-- START SELECTED PASSAGE --
By now most have heard the news that broke yesterday that Kimber Lanning is stepping down from her helm at Modified Arts, and the indie music that is oh so loved here is going with her (see her statement below). Though it’s certainly not a shock due to her massive commitments elsewhere (Kimber is the closest thing Phoenix has to Superwoman), it is also certainly the end of an era.

Right off the bat, I want to say that I’ll continue to fully support Modified and its new owners, Kim Larkin and Adam Murray, in whatever direction they choose to take. But, I must also say that it’s tremendously sad that Downtown Phoenix (well, the Valley, really) is losing its independent music mecca, whether the space continues to throw one-off local shows or not.

Phoenix has struggled with its music identity for decades now, as evidenced by the sheer number of venues that have come and gone in recent years (off the top of my head: the Nile, Nita’s Hideaway, Long Wongs on Mill, Bash on Ash, the Paper Heart, Onespace, the Mason Jar, Fat Cats, Neckbeards, etc.). Put Modified at or near the top of that list. Over its decade-long run, that little hole-in-the-wall art gallery, creaky floorboards and all, put on some killer shows, and brought in talent from all over the world — much of which has graduated to the likes of major music festivals, theaters and arenas. No one can argue that Modified allowed Phoenix to be on countless tour itineraries. Sure, someone will come along — hopefully in Downtown Phoenix, although there are whispers of an all-ages music renaissance about to crop up once again in Tempe — and open a new space that will one day reclaim the booking prowess that Modified earned over its years of service. But, it won’t happen overnight. And, until then, the independent music scene here is at a serious loss.
-- END SELECTED PASSAGE --
* TO-DO LIST
**a)** Return the stretch of the Modified Arts post above from "By now most" through "shows or not.", copied word for word.
**b)** Write the next part of the Modified Arts post above, picking up right after its final sentence.
-- START ENTRIES SHOWN --
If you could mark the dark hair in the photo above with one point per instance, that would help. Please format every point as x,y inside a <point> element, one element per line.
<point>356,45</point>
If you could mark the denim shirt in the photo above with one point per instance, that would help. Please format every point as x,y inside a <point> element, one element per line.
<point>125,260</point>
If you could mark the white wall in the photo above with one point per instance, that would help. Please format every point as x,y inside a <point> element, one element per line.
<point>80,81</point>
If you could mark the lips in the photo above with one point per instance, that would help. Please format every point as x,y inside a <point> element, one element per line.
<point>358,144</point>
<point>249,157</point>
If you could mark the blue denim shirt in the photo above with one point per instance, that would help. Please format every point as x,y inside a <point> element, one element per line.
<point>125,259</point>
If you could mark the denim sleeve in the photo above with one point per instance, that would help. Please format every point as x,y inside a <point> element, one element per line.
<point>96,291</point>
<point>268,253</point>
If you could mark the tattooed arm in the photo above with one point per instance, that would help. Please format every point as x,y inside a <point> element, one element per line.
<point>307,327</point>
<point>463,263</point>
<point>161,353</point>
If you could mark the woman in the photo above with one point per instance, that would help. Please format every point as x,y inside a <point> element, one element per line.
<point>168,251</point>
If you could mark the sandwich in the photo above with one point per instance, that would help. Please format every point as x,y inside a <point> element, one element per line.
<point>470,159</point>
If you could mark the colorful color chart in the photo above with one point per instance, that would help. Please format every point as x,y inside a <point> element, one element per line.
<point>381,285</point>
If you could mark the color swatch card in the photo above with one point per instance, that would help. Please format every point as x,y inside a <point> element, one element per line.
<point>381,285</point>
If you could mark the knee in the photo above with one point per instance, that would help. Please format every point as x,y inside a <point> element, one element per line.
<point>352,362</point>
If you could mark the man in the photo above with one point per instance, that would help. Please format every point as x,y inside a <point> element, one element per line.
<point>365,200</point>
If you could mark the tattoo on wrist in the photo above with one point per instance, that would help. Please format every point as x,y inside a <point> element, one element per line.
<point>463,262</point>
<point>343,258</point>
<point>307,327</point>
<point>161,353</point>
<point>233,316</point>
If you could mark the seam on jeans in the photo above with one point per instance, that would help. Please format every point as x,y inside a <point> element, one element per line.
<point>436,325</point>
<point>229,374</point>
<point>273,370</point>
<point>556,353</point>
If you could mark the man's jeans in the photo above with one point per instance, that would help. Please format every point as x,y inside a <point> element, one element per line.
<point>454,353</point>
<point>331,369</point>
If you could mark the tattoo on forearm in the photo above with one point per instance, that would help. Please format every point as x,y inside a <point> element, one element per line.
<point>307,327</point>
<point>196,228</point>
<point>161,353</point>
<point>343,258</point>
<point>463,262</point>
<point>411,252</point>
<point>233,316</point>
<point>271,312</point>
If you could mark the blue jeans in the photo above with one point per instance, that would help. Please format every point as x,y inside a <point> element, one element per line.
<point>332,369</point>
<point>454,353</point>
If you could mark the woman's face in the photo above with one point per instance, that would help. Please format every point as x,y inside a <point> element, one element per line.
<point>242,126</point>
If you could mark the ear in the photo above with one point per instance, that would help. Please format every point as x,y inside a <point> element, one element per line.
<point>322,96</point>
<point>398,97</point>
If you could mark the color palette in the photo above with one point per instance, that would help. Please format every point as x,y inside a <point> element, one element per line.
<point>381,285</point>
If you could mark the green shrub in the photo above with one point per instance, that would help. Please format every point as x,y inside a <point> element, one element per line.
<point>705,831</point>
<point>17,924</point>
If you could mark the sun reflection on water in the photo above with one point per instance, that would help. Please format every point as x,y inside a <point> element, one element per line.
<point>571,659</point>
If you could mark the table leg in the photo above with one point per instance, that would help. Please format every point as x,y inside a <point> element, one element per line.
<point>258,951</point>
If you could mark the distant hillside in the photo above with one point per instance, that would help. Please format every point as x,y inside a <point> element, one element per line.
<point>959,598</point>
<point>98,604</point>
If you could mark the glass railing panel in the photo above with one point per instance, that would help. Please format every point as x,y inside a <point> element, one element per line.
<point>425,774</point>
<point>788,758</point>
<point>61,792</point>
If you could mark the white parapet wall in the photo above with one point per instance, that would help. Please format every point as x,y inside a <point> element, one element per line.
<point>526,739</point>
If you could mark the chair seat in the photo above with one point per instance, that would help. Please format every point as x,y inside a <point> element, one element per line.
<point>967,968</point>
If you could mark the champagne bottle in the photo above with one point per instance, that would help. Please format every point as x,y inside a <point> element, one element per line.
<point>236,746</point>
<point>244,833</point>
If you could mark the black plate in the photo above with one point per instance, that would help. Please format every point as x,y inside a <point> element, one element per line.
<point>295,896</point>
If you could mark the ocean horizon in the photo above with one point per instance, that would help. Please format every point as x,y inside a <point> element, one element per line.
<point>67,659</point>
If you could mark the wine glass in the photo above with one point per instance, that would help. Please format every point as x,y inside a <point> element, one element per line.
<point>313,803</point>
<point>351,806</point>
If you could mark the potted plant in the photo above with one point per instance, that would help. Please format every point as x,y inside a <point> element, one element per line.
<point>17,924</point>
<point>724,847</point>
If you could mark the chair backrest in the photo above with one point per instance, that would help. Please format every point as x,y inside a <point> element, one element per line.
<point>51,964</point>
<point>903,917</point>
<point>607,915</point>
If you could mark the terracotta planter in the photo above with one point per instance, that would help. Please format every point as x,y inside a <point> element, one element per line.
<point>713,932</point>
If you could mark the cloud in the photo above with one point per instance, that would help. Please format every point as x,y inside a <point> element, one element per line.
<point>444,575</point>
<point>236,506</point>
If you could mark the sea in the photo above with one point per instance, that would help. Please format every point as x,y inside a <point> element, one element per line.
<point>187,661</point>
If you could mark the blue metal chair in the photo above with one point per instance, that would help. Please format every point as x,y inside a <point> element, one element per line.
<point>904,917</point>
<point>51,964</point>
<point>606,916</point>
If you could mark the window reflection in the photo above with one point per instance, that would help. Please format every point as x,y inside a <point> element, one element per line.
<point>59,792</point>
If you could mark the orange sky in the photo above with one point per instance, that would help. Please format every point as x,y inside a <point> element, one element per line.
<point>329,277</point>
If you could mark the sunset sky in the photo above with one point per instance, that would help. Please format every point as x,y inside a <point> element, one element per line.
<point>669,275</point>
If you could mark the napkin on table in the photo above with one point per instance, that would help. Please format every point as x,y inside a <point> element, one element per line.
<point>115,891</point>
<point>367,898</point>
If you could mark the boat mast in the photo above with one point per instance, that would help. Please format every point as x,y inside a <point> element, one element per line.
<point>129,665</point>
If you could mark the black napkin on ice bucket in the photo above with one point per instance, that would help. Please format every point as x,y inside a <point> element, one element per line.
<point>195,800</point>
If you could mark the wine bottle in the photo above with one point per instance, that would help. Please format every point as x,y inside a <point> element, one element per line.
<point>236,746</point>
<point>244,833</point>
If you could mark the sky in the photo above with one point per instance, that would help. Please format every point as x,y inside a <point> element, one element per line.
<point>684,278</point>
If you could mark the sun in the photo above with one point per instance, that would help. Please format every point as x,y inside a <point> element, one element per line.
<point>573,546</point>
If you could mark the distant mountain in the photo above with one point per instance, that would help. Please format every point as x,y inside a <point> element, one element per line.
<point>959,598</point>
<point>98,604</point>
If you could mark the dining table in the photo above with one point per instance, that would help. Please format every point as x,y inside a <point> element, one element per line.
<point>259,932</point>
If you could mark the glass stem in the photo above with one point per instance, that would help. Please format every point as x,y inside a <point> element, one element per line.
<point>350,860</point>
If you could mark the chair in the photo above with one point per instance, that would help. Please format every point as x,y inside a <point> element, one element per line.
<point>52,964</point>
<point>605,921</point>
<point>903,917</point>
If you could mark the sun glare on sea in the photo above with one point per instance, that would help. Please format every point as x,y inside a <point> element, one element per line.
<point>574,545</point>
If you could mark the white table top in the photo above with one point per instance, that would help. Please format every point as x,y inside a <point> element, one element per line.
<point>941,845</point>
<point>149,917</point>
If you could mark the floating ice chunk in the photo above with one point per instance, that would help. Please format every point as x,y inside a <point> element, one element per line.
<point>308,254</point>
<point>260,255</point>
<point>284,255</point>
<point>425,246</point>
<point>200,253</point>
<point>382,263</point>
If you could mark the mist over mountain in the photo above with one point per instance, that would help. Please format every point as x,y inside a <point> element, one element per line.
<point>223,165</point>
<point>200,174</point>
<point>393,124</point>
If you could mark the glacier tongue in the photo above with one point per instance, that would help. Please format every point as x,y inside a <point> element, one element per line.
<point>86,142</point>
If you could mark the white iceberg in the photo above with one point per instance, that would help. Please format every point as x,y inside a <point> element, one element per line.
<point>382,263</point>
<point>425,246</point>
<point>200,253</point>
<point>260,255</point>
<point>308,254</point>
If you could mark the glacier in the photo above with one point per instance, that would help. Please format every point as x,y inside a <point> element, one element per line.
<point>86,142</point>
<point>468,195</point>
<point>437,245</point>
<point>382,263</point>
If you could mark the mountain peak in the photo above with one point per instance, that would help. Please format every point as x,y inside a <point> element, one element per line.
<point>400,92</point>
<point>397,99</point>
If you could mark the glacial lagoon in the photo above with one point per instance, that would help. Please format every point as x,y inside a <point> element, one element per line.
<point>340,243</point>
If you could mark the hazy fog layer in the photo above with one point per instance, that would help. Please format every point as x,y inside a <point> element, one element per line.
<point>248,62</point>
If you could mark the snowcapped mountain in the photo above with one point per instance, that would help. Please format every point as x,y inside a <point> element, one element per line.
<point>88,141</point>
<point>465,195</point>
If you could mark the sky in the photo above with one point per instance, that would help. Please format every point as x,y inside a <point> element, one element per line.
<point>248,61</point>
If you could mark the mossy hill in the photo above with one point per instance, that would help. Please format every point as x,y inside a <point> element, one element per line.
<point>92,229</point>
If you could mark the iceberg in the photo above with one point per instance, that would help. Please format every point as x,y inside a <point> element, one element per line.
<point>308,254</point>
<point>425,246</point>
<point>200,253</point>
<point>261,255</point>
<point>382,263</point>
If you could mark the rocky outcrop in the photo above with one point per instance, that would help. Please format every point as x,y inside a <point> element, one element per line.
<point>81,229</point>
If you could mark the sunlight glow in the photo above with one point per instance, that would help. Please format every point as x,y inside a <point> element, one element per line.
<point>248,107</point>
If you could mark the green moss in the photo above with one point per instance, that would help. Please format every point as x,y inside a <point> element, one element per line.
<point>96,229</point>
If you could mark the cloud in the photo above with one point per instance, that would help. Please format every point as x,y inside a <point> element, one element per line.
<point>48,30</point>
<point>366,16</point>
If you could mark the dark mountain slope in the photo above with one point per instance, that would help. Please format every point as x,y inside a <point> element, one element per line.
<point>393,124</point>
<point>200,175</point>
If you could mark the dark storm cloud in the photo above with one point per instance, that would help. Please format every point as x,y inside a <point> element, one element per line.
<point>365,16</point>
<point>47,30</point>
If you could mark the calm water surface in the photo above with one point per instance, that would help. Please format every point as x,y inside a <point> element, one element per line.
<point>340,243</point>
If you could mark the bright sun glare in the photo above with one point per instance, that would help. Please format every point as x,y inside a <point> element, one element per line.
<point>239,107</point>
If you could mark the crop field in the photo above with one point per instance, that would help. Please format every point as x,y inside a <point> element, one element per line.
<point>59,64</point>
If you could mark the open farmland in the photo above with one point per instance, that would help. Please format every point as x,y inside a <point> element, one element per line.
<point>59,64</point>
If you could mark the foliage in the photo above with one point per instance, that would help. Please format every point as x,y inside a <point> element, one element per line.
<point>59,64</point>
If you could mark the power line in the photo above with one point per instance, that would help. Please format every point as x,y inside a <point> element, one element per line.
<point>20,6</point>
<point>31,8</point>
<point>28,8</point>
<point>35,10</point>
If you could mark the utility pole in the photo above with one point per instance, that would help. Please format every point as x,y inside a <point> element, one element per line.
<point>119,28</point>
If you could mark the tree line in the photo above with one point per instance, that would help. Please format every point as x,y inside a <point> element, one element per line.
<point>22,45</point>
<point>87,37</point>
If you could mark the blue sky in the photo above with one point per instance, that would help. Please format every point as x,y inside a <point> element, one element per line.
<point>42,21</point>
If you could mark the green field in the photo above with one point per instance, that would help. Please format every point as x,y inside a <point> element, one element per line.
-- END ENTRIES SHOWN --
* RESULTS OF THE EXERCISE
**a)**
By now most have heard the news that broke yesterday that Kimber Lanning is stepping down from her helm at Modified Arts, and the indie music that is oh so loved here is going with her (see her statement below). Though it’s certainly not a shock due to her massive commitments elsewhere (Kimber is the closest thing Phoenix has to Superwoman), it is also certainly the end of an era.

Right off the bat, I want to say that I’ll continue to fully support Modified and its new owners, Kim Larkin and Adam Murray, in whatever direction they choose to take. But, I must also say that it’s tremendously sad that Downtown Phoenix (well, the Valley, really) is losing its independent music mecca, whether the space continues to throw one-off local shows or not.

**b)**
From Kimber:
Hello Phoenix,

I think you all know how much I love this town, right? Maybe some of you know me from Stinkweeds, or Modified Arts, or some of my newer friends know me from the work I’m doing with Local First Arizona. Well, I want to talk to you about some upcoming changes that you should know about. It’s important that you hear this from me, and that you know that you can ask me any question you may have at any time.

A brief history of Modified Arts: we opened in January of 1999 as a dedicated art space, providing a place for painters, musicians, actors, dancers, and poets to share their work in an affordable and welcoming environment. As you know, Roosevelt Street has blossomed over the years and is now home to an astonishing array of galleries, shops, and restaurants. I am proud to have been part of what has been nothing less than the complete transformation of a community.

Over the past 10 years, I have changed as well. I am now actively involved in community development, and work extensively on both city and state initiatives that I believe will be for the betterment of us all. Encouraging density and infill, sustainable policies- rather than suburban policies of the 50’s, local procurement, economic development, and entrepreneurship are my top priorities. Many of you who know me know that I have worked hard to walk the line between indie rock shows and city council meetings, between stocking the fridge and public speaking engagements.

It’s time for something to give.

I am pleased to introduce you to Kim Larkin and Adam Murray, a husband and wife team who will be the perfect people to carry on the Modified banner without me. I am overwhelmingly happy to have found a solution to a difficult situation. I will never give up that building, but I didn’t want to place a business in there that wouldn’t actively contribute to the neighborhood, and in particular to Roosevelt Row. Kim and Adam will be able to advance Modified in a way that I am unable to do with my current work load.

Kim’s background is in arts management, and she has already run a gallery of her own in Salt Lake City. Adam is a sound engineer whom some of you may know as a sound guy at Modified now. They have big plans for Modified Arts and I expect you all to get behind them and show support.  Modified Arts will be more of a traditional gallery, though Adam will still be doing shows. However, we must tell you that the big, indie rock shows you’ve come to know and love at Modified will have to find another home. The programming will be changing to better accommodate a gallery, so the slant will be more experimental and progressive.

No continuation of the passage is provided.